* **Task instructions**: Two lines below mark the span: the one containing "Formation-chart tagging: label the dog in" and the one containing "Formation-chart tagging: label the white butterfly". Set down both, plus every line between, exactly as they stand, and nothing else.

[Saved entries]
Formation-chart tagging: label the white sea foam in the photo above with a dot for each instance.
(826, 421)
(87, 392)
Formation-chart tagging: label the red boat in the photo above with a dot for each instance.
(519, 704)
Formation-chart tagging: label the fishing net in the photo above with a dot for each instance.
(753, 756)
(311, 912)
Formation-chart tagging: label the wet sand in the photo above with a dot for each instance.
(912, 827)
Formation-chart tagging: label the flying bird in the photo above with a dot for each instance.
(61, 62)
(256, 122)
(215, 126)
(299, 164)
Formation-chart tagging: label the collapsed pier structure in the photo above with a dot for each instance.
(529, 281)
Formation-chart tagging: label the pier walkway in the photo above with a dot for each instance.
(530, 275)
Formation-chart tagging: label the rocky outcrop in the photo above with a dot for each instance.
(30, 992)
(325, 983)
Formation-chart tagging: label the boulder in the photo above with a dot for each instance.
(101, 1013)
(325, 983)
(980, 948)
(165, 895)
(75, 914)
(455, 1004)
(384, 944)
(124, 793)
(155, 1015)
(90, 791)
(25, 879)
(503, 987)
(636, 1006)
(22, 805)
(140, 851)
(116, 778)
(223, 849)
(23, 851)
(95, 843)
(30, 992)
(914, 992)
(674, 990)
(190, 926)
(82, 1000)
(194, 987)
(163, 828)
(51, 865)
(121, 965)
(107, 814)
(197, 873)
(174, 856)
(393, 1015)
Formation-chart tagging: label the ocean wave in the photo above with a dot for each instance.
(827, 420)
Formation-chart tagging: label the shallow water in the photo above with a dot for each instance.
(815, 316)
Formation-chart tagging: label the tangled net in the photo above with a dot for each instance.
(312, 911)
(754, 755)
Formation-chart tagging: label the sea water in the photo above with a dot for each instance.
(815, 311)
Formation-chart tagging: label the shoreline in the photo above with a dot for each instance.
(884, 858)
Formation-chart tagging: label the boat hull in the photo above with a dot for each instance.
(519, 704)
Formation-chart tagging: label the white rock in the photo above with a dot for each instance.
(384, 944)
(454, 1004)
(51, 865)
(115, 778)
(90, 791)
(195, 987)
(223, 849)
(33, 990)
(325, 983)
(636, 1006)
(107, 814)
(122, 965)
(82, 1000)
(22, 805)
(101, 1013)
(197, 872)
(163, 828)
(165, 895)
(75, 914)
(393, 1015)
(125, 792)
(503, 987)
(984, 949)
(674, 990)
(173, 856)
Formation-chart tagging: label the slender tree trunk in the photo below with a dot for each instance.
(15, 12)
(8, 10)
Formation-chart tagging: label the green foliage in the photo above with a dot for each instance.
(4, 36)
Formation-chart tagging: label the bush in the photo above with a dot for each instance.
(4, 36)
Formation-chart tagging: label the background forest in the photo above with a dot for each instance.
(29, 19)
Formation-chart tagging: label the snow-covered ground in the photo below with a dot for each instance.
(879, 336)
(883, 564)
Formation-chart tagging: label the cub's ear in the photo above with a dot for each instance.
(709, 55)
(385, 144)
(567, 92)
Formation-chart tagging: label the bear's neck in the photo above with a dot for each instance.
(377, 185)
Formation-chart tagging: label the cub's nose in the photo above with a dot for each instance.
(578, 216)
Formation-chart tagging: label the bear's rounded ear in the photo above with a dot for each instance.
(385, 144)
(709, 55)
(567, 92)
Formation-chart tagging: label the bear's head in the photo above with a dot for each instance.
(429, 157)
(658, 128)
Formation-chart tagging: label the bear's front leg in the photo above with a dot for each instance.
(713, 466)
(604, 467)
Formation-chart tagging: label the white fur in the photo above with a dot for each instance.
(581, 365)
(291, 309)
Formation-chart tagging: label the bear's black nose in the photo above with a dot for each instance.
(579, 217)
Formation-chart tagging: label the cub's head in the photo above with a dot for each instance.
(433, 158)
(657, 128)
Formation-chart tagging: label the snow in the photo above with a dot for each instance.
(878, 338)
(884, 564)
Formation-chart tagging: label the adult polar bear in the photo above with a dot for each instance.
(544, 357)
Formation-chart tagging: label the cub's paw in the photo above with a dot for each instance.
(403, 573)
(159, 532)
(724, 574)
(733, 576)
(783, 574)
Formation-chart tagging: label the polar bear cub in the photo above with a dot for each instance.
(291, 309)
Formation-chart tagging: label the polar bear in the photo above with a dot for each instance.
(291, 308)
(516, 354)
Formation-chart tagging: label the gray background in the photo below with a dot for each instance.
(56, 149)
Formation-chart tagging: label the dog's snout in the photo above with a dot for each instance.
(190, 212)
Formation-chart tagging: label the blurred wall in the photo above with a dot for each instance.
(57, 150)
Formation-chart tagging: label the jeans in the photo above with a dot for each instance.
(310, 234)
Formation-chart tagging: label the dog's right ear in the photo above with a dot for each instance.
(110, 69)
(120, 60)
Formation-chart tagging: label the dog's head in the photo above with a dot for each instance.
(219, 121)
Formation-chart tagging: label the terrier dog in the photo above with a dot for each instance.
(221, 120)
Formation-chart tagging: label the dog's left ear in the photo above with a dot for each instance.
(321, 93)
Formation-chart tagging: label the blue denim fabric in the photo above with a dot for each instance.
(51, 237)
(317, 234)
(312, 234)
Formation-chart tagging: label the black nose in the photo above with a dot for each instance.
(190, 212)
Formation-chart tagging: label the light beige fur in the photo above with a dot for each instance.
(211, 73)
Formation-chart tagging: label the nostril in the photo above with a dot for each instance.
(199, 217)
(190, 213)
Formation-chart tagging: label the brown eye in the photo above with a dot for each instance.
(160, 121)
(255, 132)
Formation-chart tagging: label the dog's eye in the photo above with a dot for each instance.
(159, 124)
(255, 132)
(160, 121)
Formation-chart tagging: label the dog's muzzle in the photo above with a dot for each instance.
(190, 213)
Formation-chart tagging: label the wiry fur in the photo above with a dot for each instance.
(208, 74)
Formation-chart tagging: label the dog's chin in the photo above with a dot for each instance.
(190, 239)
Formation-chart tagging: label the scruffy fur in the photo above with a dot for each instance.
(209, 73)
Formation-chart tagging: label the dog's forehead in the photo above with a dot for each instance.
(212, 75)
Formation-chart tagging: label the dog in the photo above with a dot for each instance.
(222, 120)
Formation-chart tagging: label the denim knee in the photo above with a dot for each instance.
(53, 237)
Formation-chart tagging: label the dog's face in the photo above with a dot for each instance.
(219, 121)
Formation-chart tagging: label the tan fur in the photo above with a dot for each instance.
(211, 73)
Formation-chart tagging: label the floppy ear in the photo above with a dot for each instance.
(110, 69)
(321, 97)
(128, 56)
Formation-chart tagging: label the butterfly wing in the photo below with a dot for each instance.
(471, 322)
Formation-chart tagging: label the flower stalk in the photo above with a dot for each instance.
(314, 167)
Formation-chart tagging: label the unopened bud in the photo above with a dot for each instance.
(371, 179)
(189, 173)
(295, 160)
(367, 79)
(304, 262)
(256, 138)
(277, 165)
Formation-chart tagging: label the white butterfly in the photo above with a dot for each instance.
...
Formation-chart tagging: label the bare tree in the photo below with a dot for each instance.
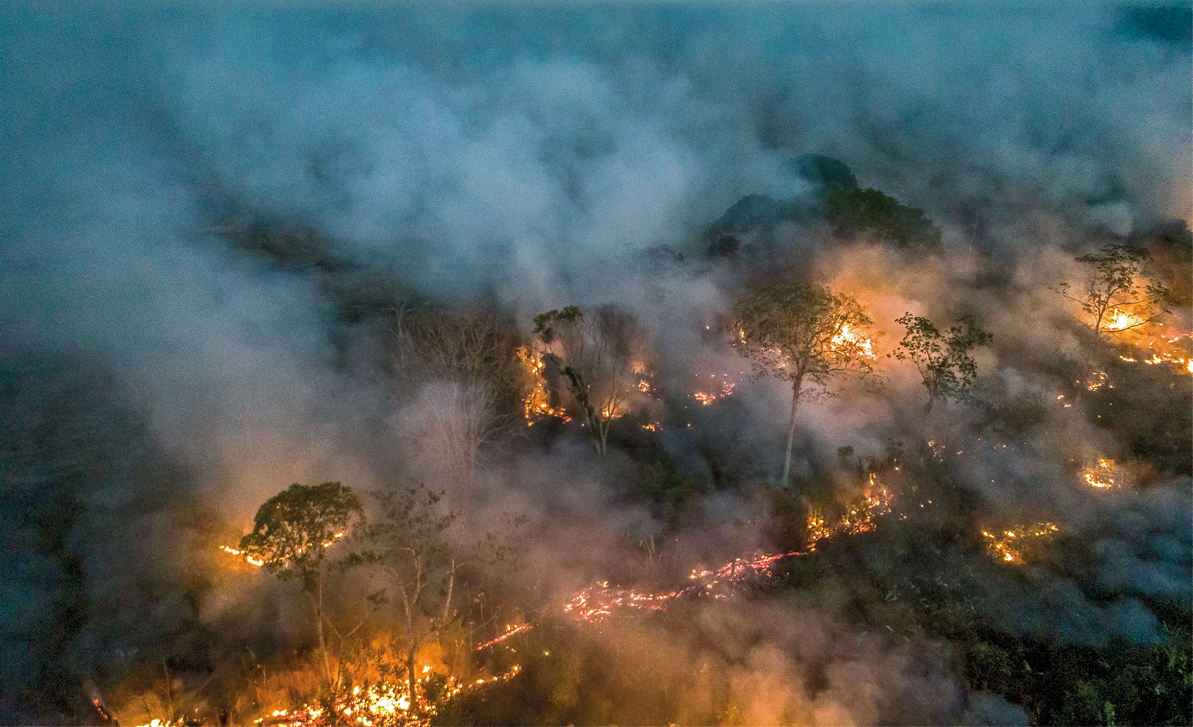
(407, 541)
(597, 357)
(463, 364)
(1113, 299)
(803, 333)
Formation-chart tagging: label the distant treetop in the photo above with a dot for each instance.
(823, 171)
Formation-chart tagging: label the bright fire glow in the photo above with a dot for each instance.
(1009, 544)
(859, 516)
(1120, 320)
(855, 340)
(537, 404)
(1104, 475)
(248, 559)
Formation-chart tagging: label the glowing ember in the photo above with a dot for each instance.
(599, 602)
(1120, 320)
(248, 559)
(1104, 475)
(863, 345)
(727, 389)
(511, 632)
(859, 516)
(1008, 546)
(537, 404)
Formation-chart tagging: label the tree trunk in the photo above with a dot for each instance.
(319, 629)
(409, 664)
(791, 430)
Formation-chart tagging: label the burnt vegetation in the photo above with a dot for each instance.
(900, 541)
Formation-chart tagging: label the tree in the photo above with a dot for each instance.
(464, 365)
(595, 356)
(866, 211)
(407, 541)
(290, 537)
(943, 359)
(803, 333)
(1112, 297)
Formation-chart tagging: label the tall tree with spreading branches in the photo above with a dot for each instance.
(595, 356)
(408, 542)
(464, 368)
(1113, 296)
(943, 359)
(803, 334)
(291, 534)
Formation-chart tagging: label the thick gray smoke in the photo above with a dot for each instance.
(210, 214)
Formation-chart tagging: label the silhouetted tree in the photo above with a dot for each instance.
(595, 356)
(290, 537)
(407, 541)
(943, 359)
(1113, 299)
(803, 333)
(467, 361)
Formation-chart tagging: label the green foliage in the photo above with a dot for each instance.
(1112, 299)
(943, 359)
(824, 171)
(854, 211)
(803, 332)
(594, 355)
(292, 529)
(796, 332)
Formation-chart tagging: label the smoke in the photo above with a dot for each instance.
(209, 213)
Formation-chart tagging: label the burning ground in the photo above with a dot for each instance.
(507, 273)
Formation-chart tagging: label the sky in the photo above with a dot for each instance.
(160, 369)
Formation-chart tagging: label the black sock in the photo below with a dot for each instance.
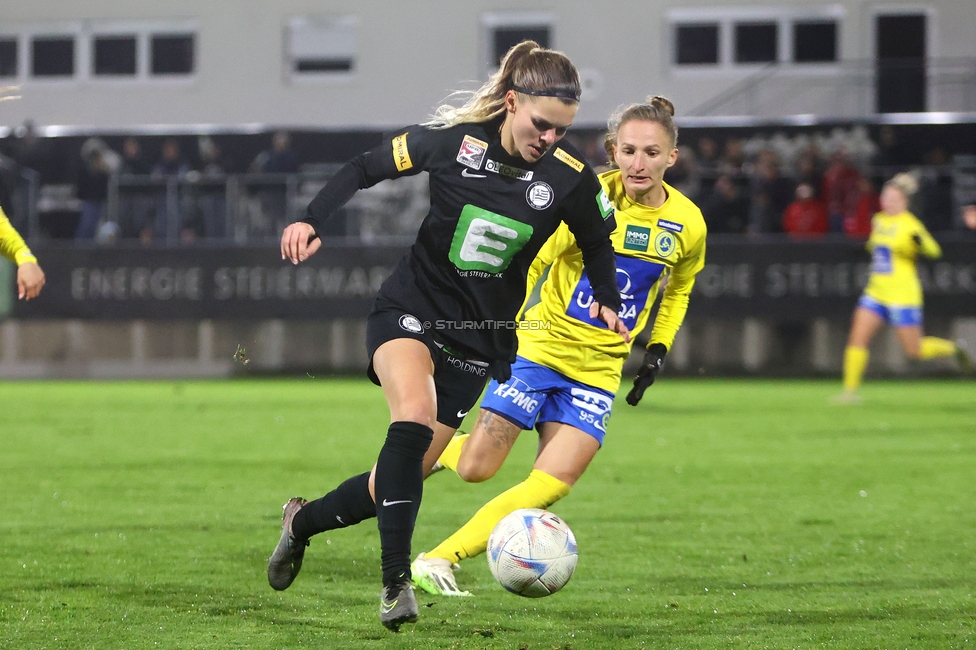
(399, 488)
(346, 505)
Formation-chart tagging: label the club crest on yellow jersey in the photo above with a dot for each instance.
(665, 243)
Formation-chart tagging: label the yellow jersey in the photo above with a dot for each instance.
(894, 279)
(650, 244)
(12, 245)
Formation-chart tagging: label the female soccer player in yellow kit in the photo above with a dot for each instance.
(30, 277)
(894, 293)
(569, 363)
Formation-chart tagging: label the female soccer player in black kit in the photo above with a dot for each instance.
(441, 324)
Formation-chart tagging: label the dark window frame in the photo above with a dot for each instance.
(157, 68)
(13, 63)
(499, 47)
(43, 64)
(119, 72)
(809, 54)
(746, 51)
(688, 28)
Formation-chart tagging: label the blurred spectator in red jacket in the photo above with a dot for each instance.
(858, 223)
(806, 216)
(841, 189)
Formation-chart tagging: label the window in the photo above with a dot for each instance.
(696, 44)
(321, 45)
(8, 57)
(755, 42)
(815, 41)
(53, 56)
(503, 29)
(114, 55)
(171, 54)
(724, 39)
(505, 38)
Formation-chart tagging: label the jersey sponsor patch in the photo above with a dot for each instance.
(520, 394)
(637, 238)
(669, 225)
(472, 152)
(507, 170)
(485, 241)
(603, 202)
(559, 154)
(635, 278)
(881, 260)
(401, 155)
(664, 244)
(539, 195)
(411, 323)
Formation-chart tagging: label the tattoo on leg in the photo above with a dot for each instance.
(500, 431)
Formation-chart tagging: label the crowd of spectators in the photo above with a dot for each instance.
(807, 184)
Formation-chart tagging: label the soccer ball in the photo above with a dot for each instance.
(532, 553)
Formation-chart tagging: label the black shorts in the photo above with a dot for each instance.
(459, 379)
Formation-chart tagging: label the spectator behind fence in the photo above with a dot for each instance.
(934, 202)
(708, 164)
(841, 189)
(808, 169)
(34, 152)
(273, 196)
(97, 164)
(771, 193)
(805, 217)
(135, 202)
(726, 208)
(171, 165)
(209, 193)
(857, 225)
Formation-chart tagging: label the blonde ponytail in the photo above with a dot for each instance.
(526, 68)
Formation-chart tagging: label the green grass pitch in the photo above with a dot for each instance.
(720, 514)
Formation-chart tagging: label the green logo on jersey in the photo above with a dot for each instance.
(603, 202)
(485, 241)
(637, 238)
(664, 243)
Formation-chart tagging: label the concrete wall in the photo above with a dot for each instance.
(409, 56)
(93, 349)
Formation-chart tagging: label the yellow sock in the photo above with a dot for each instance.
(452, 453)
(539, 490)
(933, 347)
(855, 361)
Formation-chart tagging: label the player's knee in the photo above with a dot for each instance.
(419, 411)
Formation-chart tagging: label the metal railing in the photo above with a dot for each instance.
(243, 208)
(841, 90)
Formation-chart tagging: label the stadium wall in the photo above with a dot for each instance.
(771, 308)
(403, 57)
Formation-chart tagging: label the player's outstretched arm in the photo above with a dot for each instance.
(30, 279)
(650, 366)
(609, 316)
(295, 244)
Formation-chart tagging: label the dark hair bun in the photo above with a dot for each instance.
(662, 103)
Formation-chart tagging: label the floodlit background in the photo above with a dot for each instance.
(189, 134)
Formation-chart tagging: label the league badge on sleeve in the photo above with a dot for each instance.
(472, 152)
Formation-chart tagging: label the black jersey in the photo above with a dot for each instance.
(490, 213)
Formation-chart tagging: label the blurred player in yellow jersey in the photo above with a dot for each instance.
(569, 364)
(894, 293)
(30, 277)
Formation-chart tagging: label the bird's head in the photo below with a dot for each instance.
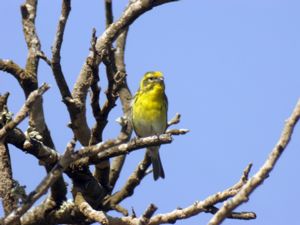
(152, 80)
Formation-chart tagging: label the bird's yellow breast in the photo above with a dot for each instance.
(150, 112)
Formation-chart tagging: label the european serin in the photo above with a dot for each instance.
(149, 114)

* **Output of the task**:
Formation-chart tagging: label the dog in the photo above with a dot for each instance.
(222, 120)
Formation-chart tagging: label the denim knee in the photo above with a dot for each instance.
(53, 237)
Formation-chart tagging: label the dog's face in the photo above with a dot for each instance.
(219, 121)
Formation-chart tagging: label the tan fur in the photo above with a dot for each instance.
(211, 73)
Formation-chart tagging: label the floppy ear in the photo above with a dot for each instance.
(110, 69)
(321, 97)
(128, 56)
Formation-chart tagging: label the butterfly wing in the photo below with a dot for each instance.
(471, 322)
Formation-chart tagging: label the flower stalk in the photo above with a dot for each instance.
(314, 167)
Formation-chart tagging: label the unopened bud in the photo above with a dot for each instance.
(371, 179)
(189, 173)
(295, 160)
(367, 79)
(304, 262)
(256, 138)
(277, 165)
Formation-chart tagging: label the white butterfly in the photo above with a dot for each instance.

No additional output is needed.